Hacker News new | past | comments | ask | show | jobs | submit login
C++: Vector of Objects vs. Vector of Pointers (bfilipek.com)
65 points by joebaf on June 20, 2014 | hide | past | web | favorite | 50 comments



I was wondering about this very issue the other day, and wrote a little C program to try something similar. I tried three things:

1. Create an array of random ints, (sort them, not that it matters), and then time how long it takes to compute the sum.

2. Create an array of ints (data) and an array of int* (ptr). Set ptr[i] to point to data[i]. Scan the data through the ptr array and compute the sum. Obviously there is very good locality of access to both arrays.

3. Same as #2, but first sort the ptr array so that * ptr[i] <= * ptr[i+1]. There will be good locality on ptr, not so much on data.

For arrays of size 10M, #1 and #2 cost about the same, and #3 was 5x slower. (This was on my MacBook Pro, using XCode.)

But my main point here is about Java, which has been my main language for many years. I don't care (much) about its verbosity, its lack of closures, etc. I can get my work done. But working with large heaps has proven very problematic, both in avoiding GC overheard, and in the effects of non-locality.

While you can have both true int arrays and Integer arrays, the same is not true of non-primitive types. There is no way to have anything like an array of structs, with the same compact representation, as you can have in C. There are benchmarks showing that Java and C are competitive in performance. But C/C++ can be used to preserve locality for arrays of structs and objects in ways that Java cannot. Java has to be slower in these situations.

There are well-known tricks to address this problem. E.g. use two arrays of ints instead of an array of Objects which encapsulate two ints.

For these reasons, I would be very happy to see an idea like Value Types added to Java: http://cr.openjdk.java.net/~jrose/values/values-0.html


"While you can have both true int arrays and Integer arrays, the same is not true of non-primitive types. There is no way to have anything like an array of structs, with the same compact representation, as you can have in C. There are benchmarks showing that Java and C are competitive in performance. But C/C++ can be used to preserve locality for arrays of structs and objects in ways that Java cannot. Java has to be slower in these situations. "

Java does not have to be slower in these situations. The fact that something does not exist in the source language is irrelevant.

You can rearrange, restructure, and generally do whatever you want in a compiler as long as you preserve the original semantics or can prove they don't matter to the program.

For things like you are talking about, for non-primitive accesses, often the non-primitive types are locally split up in a function, each piece treated like a separate part, and then put back together where necessary (if necessary, in fact).

Given large parts of the program, you can also do this interprocedurally as well (it's trickier though, to know when it is safe).

For arrays of whatever, it may be internally transformed into the same contiguous representation you see in C.

(ie struct of arrays transformed into array of structs, which has been done for a very long time. It became famous because it sped up SPECcpu's 179.art by a very very large factor).

Besides that, data layout optimizations are pretty common in compilers (as is loop rearrangement of various sorts. For heavy locality optimization, algorithms like http://pluto-compiler.sourceforge.net/ exist)

## Supplied data
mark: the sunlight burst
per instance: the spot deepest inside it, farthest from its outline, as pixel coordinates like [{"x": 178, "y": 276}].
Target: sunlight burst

## Tasks to carry out
(a) In the thread on vector of objects vs. vector of pointers, how did the third test's speed compare with the first two for arrays of size 10M?
(b) List the three tests the first commenter ran in the C program described in the thread on vector of objects vs. vector of pointers.
(c) Pick up the thread on vector of objects vs. vector of pointers after its last comment and write the next few sentences.
None of the lines are needed here.

## Responses for each task
(a) The third test was 5x slower, while the first two cost about the same.

(b)
1. Create an array of random ints, sort them, and time how long computing the sum takes.
2. Create an array of ints (data) and an array of int* (ptr), set ptr[i] to point to data[i], and compute the sum by scanning the data through the ptr array.
3. Do the same as the second test, but first sort the ptr array so that *ptr[i] <= *ptr[i+1].

(c)
So in short, it does not have to be slower. It often is for other reasons, but it does not have to be. It all depends on how much time you are willing to trade optimizing code vs running it.


Implicit with the term "Java" is also the JVM, and the JVM has significant restrictions with regard to memory layout of arrays. I'm not sure any compiler can get around that.


Like what?

I'm honestly curious, the only docs i see say the opposite:

"To implement the Java Virtual Machine correctly, you need only be able to read the class file format and correctly perform the operations specified therein. Implementation details that are not part of the Java Virtual Machine's specification would unnecessarily constrain the creativity of implementors. For example, the memory layout of run-time data areas, the garbage-collection algorithm used, and any internal optimization of the Java Virtual Machine instructions (for example, translating them into machine code) are left to the discretion of the implementor."

From the JVM spec: http://docs.oracle.com/javase/specs/jvms/se7/html/jvms-2.htm...

I also know of static java compilers that do mess around with this.


>correctly perform the operations specified therein

Not sure how you're reading the JVM docs to the contrary, as the actual JVM instruction set differs quite a bit from a normal CPU.

The JVM has limited operations for calculating memory addresses for arrays. Typically, this is a great thing, as it means that all memory accesses are bounds checked and an entire class of memory errors are eliminated.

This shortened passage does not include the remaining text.